**WHAT YOU ARE ASKED TO DO**.
Please present each line of the items below as a Markdown table with the columns Row and Item line, skipping blank lines and leaving the pictures out.

-- start of RECORDS SUPPLIED --

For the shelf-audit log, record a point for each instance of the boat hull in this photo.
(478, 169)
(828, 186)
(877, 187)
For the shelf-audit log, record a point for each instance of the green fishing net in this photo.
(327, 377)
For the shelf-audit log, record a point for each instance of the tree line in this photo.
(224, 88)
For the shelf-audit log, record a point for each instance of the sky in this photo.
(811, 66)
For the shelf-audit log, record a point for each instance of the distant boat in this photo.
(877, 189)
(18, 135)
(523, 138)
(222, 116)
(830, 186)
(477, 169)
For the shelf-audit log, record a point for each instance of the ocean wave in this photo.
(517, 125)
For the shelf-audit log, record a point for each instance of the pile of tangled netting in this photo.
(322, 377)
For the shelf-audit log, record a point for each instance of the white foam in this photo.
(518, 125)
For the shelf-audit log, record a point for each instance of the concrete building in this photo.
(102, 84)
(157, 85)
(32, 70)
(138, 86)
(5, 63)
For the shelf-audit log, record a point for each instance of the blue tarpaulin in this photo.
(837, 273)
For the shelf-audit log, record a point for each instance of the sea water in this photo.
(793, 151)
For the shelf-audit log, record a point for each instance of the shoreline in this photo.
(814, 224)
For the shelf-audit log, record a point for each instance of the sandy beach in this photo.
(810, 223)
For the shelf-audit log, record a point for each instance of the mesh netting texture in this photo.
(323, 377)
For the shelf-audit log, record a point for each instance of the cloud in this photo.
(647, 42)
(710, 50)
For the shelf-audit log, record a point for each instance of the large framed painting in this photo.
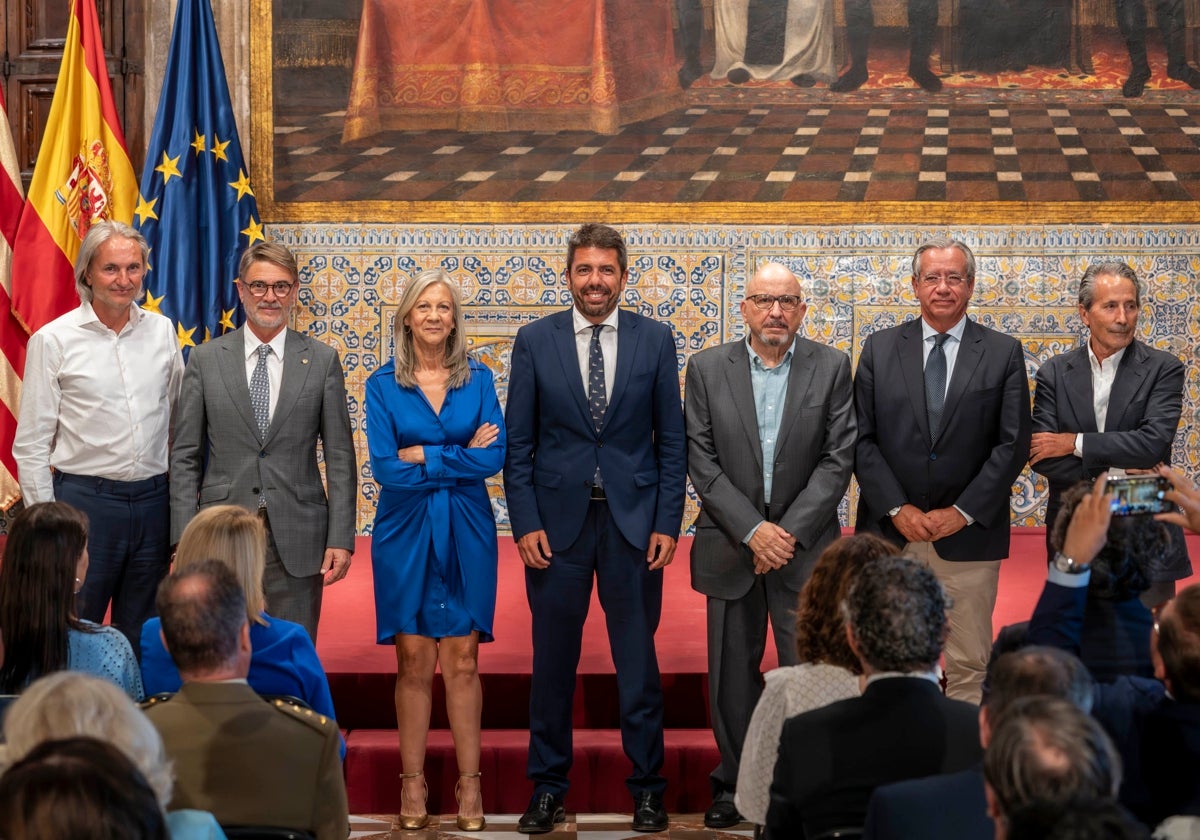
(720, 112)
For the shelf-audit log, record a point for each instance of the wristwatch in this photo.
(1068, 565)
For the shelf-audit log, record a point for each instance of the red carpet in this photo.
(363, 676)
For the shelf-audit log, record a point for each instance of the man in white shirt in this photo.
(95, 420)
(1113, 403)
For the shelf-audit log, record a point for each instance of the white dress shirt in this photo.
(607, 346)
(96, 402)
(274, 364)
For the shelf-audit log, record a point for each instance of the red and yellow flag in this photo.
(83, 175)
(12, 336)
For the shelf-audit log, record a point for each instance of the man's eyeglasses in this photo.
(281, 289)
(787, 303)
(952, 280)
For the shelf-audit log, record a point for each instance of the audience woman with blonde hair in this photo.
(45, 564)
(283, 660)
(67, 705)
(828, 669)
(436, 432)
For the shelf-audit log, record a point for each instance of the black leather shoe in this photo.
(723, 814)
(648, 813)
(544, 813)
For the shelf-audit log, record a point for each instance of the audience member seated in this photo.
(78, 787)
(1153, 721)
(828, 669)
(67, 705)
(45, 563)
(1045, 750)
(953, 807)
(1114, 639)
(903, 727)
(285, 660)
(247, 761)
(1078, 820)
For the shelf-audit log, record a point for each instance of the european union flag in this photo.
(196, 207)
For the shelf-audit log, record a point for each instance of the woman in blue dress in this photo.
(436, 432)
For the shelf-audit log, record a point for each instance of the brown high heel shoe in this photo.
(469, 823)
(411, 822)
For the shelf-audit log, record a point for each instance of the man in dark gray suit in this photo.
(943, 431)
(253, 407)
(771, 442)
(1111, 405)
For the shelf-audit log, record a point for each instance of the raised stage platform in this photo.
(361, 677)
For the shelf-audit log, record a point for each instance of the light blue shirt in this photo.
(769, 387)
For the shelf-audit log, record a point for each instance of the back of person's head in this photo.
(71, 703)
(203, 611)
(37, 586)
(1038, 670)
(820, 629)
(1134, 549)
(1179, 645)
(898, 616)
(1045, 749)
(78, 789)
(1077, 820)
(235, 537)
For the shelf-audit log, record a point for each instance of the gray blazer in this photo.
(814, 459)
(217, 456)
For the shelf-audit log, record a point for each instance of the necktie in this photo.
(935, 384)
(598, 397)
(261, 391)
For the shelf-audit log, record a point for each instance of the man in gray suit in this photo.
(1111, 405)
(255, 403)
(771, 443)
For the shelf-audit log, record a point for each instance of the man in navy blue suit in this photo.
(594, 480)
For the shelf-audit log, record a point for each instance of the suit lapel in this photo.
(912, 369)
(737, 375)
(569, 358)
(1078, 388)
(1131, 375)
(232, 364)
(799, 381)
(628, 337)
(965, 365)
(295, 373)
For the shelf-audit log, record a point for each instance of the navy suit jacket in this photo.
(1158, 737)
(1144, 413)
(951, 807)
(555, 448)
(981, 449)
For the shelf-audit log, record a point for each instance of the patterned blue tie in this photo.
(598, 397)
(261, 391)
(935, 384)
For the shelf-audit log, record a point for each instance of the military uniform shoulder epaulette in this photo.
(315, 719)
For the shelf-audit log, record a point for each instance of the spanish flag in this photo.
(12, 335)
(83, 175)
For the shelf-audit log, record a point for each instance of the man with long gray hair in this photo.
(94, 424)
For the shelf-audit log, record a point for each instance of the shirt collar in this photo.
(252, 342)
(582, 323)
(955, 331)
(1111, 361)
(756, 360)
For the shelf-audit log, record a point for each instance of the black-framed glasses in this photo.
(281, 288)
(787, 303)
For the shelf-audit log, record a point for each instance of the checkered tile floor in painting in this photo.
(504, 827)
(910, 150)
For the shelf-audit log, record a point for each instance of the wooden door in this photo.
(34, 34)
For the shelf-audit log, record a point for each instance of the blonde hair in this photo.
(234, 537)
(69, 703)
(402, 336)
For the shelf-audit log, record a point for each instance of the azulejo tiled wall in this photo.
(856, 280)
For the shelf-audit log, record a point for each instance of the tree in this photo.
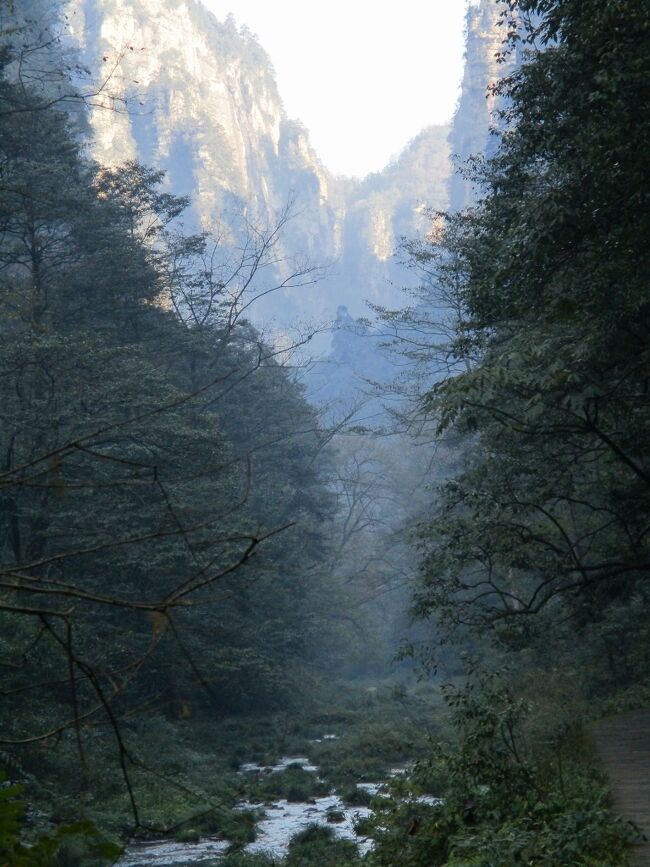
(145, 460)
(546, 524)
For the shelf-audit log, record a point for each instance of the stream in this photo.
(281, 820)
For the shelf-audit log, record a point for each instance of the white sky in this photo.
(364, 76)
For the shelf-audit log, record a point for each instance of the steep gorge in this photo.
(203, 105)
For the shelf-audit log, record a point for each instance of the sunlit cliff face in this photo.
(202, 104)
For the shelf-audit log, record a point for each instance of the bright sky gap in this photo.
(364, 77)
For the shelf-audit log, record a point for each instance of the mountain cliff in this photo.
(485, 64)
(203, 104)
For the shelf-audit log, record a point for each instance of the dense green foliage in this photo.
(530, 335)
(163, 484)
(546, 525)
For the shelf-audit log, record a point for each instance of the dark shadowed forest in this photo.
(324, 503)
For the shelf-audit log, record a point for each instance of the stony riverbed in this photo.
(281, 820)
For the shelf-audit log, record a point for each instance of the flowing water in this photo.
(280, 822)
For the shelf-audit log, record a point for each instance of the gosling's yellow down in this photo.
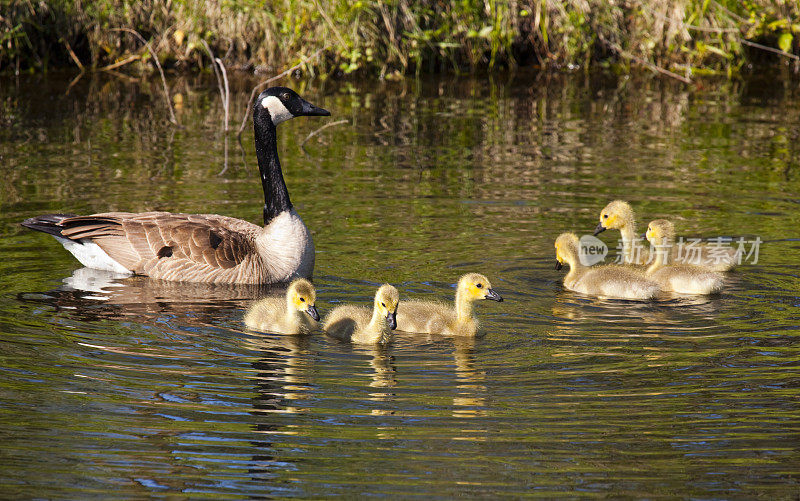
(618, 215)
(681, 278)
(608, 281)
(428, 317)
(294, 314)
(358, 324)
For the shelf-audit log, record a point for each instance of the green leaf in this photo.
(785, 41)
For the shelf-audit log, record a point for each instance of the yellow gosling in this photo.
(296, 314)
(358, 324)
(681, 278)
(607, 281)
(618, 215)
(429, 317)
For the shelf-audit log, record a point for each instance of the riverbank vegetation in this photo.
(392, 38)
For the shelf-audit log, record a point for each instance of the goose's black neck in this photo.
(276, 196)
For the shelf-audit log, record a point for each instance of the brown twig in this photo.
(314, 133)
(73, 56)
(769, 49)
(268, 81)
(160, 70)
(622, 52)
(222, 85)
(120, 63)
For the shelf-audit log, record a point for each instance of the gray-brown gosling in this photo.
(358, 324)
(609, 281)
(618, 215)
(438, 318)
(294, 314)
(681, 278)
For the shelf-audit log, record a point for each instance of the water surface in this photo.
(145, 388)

-- end of RECORDS SUPPLIED --

**ANSWER IN FULL**.
| Row | Item line |
|---|---|
| 1 | For the shelf-audit log, record a point for each instance of the boat hull in this photo. |
| 2 | (478, 169) |
| 3 | (828, 186) |
| 4 | (877, 187) |
| 5 | For the shelf-audit log, record a point for each instance of the green fishing net in this photo. |
| 6 | (327, 377) |
| 7 | For the shelf-audit log, record a point for each instance of the tree line in this photo. |
| 8 | (224, 88) |
| 9 | For the shelf-audit log, record a point for each instance of the sky in this photo. |
| 10 | (811, 66) |
| 11 | For the shelf-audit log, record a point for each instance of the distant boat in this photo. |
| 12 | (877, 189) |
| 13 | (18, 135) |
| 14 | (523, 138) |
| 15 | (222, 116) |
| 16 | (830, 186) |
| 17 | (477, 169) |
| 18 | For the shelf-audit log, record a point for each instance of the ocean wave in this photo. |
| 19 | (517, 125) |
| 20 | For the shelf-audit log, record a point for each instance of the pile of tangled netting in this photo. |
| 21 | (322, 377) |
| 22 | For the shelf-audit log, record a point for each instance of the white foam in this photo. |
| 23 | (518, 125) |
| 24 | For the shelf-audit log, record a point for each instance of the concrete building in this photo. |
| 25 | (102, 84) |
| 26 | (157, 85) |
| 27 | (32, 70) |
| 28 | (138, 86) |
| 29 | (5, 63) |
| 30 | For the shelf-audit log, record a point for each instance of the blue tarpaulin in this photo. |
| 31 | (837, 273) |
| 32 | For the shelf-audit log, record a point for each instance of the sea water in this photo. |
| 33 | (793, 151) |
| 34 | For the shelf-audit log, record a point for each instance of the shoreline in this photo. |
| 35 | (814, 224) |
| 36 | For the shelf-audit log, record a point for each instance of the sandy beach in this photo. |
| 37 | (810, 223) |
| 38 | For the shelf-audit log, record a point for each instance of the mesh netting texture in this photo. |
| 39 | (323, 377) |
| 40 | For the shelf-audit log, record a point for each instance of the cloud in this photo. |
| 41 | (647, 42) |
| 42 | (710, 50) |
| 43 | For the shelf-audit log, record a point for each instance of the large framed painting in this photo. |
| 44 | (720, 112) |
| 45 | For the shelf-audit log, record a point for each instance of the wristwatch in this photo. |
| 46 | (1068, 565) |
| 47 | For the shelf-audit log, record a point for each instance of the red carpet in this photo. |
| 48 | (363, 676) |
| 49 | For the shelf-audit log, record a point for each instance of the man in white shirt in this photo. |
| 50 | (95, 420) |
| 51 | (1113, 403) |
| 52 | For the shelf-audit log, record a point for each instance of the white dress shirt in this photo. |
| 53 | (607, 346) |
| 54 | (96, 402) |
| 55 | (274, 364) |
| 56 | For the shelf-audit log, record a point for each instance of the red and yellow flag in this photo. |
| 57 | (83, 175) |
| 58 | (12, 336) |
| 59 | For the shelf-audit log, record a point for each instance of the man's eyeglasses in this photo. |
| 60 | (281, 289) |
| 61 | (787, 303) |
| 62 | (952, 280) |
| 63 | For the shelf-audit log, record a point for each instance of the audience woman with blonde hair in this photo. |
| 64 | (45, 564) |
| 65 | (283, 660) |
| 66 | (67, 705) |
| 67 | (828, 669) |
| 68 | (436, 432) |
| 69 | For the shelf-audit log, record a point for each instance of the black leather shoe in this photo. |
| 70 | (723, 814) |
| 71 | (648, 813) |
| 72 | (544, 813) |
| 73 | For the shelf-audit log, record a point for each instance of the audience member seated in this photo. |
| 74 | (78, 787) |
| 75 | (1153, 721) |
| 76 | (828, 669) |
| 77 | (67, 705) |
| 78 | (45, 563) |
| 79 | (1045, 750) |
| 80 | (953, 807) |
| 81 | (1114, 639) |
| 82 | (903, 727) |
| 83 | (285, 660) |
| 84 | (247, 761) |
| 85 | (1078, 820) |
| 86 | For the shelf-audit log, record a point for each instance of the european union flag in this photo. |
| 87 | (196, 207) |
| 88 | For the shelf-audit log, record a point for each instance of the woman in blue dress in this photo. |
| 89 | (436, 432) |
| 90 | For the shelf-audit log, record a point for each instance of the brown high heel shoe in this photo. |
| 91 | (469, 823) |
| 92 | (411, 822) |
| 93 | For the shelf-audit log, record a point for each instance of the man in dark gray suit in this photo. |
| 94 | (943, 431) |
| 95 | (253, 407) |
| 96 | (771, 442) |
| 97 | (1111, 405) |
| 98 | For the shelf-audit log, record a point for each instance of the raised stage platform in this photo. |
| 99 | (361, 677) |
| 100 | For the shelf-audit log, record a point for each instance of the light blue shirt in this photo. |
| 101 | (769, 387) |
| 102 | For the shelf-audit log, record a point for each instance of the back of person's head in this photo. |
| 103 | (71, 703) |
| 104 | (203, 611) |
| 105 | (37, 586) |
| 106 | (1038, 670) |
| 107 | (820, 629) |
| 108 | (1134, 549) |
| 109 | (1179, 645) |
| 110 | (898, 616) |
| 111 | (1045, 749) |
| 112 | (78, 789) |
| 113 | (1077, 820) |
| 114 | (235, 537) |
| 115 | For the shelf-audit log, record a point for each instance of the gray blazer in this photo. |
| 116 | (814, 459) |
| 117 | (217, 456) |
| 118 | For the shelf-audit log, record a point for each instance of the necktie in this photo. |
| 119 | (935, 384) |
| 120 | (598, 397) |
| 121 | (261, 391) |
| 122 | For the shelf-audit log, record a point for each instance of the man in gray suit in this photo. |
| 123 | (1111, 405) |
| 124 | (255, 403) |
| 125 | (771, 443) |
| 126 | For the shelf-audit log, record a point for each instance of the man in navy blue suit in this photo. |
| 127 | (594, 480) |
| 128 | For the shelf-audit log, record a point for each instance of the suit lapel in this photo. |
| 129 | (912, 369) |
| 130 | (737, 375) |
| 131 | (569, 358) |
| 132 | (1078, 388) |
| 133 | (1131, 375) |
| 134 | (232, 364) |
| 135 | (799, 381) |
| 136 | (628, 337) |
| 137 | (965, 365) |
| 138 | (295, 373) |
| 139 | For the shelf-audit log, record a point for each instance of the navy suit jacket in this photo. |
| 140 | (1158, 737) |
| 141 | (1144, 413) |
| 142 | (951, 807) |
| 143 | (555, 448) |
| 144 | (981, 449) |
| 145 | For the shelf-audit log, record a point for each instance of the patterned blue tie in this photo. |
| 146 | (598, 397) |
| 147 | (261, 391) |
| 148 | (935, 384) |
| 149 | For the shelf-audit log, record a point for each instance of the military uniform shoulder epaulette in this photo. |
| 150 | (315, 719) |
| 151 | For the shelf-audit log, record a point for each instance of the spanish flag in this photo. |
| 152 | (12, 335) |
| 153 | (83, 175) |
| 154 | For the shelf-audit log, record a point for each instance of the man with long gray hair in this photo. |
| 155 | (94, 424) |
| 156 | For the shelf-audit log, record a point for each instance of the shirt collar in this photo. |
| 157 | (252, 342) |
| 158 | (582, 323) |
| 159 | (955, 331) |
| 160 | (1111, 361) |
| 161 | (756, 360) |
| 162 | For the shelf-audit log, record a point for each instance of the black-framed glasses in this photo. |
| 163 | (281, 288) |
| 164 | (787, 303) |
| 165 | For the shelf-audit log, record a point for each instance of the checkered tile floor in painting in this photo. |
| 166 | (504, 827) |
| 167 | (910, 150) |
| 168 | For the shelf-audit log, record a point for each instance of the wooden door in this photo. |
| 169 | (34, 34) |
| 170 | For the shelf-audit log, record a point for each instance of the blonde hair in this photo. |
| 171 | (234, 537) |
| 172 | (69, 703) |
| 173 | (402, 336) |
| 174 | For the shelf-audit log, record a point for each instance of the azulejo tiled wall in this photo. |
| 175 | (856, 280) |
| 176 | For the shelf-audit log, record a point for each instance of the tree in this photo. |
| 177 | (145, 460) |
| 178 | (546, 524) |
| 179 | For the shelf-audit log, record a point for each instance of the stream in this photo. |
| 180 | (281, 820) |
| 181 | For the shelf-audit log, record a point for each instance of the white sky in this photo. |
| 182 | (364, 76) |
| 183 | For the shelf-audit log, record a point for each instance of the steep gorge in this photo. |
| 184 | (203, 105) |
| 185 | For the shelf-audit log, record a point for each instance of the sunlit cliff face in this photo. |
| 186 | (202, 104) |
| 187 | For the shelf-audit log, record a point for each instance of the bright sky gap in this photo. |
| 188 | (364, 77) |
| 189 | For the shelf-audit log, record a point for each instance of the mountain cliff in this photo. |
| 190 | (485, 64) |
| 191 | (203, 104) |
| 192 | For the shelf-audit log, record a point for each instance of the dense green foliage in this photo. |
| 193 | (530, 335) |
| 194 | (163, 484) |
| 195 | (546, 525) |
| 196 | For the shelf-audit log, record a point for each instance of the dark shadowed forest in this photo. |
| 197 | (324, 503) |
| 198 | For the shelf-audit log, record a point for each instance of the stony riverbed in this photo. |
| 199 | (281, 820) |
| 200 | For the shelf-audit log, record a point for each instance of the flowing water in this photo. |
| 201 | (280, 822) |
| 202 | For the shelf-audit log, record a point for each instance of the gosling's yellow down in this photo. |
| 203 | (618, 215) |
| 204 | (681, 278) |
| 205 | (608, 281) |
| 206 | (428, 317) |
| 207 | (294, 314) |
| 208 | (358, 324) |
| 209 | For the shelf-audit log, record a point for each instance of the green leaf in this photo. |
| 210 | (785, 41) |
| 211 | For the shelf-audit log, record a point for each instance of the yellow gosling in this photo. |
| 212 | (296, 314) |
| 213 | (358, 324) |
| 214 | (681, 278) |
| 215 | (607, 281) |
| 216 | (618, 215) |
| 217 | (429, 317) |
| 218 | For the shelf-audit log, record a point for each instance of the riverbank vegetation in this photo. |
| 219 | (392, 38) |
| 220 | For the shelf-audit log, record a point for each instance of the goose's black neck in this photo. |
| 221 | (276, 196) |
| 222 | For the shelf-audit log, record a point for each instance of the brown twig in this photo. |
| 223 | (314, 133) |
| 224 | (73, 56) |
| 225 | (769, 49) |
| 226 | (268, 81) |
| 227 | (160, 70) |
| 228 | (622, 52) |
| 229 | (222, 85) |
| 230 | (120, 63) |
| 231 | For the shelf-audit log, record a point for each instance of the gray-brown gosling in this photo. |
| 232 | (358, 324) |
| 233 | (609, 281) |
| 234 | (618, 215) |
| 235 | (438, 318) |
| 236 | (294, 314) |
| 237 | (681, 278) |
| 238 | For the shelf-audit log, record a point for each instance of the water surface in this photo. |
| 239 | (145, 388) |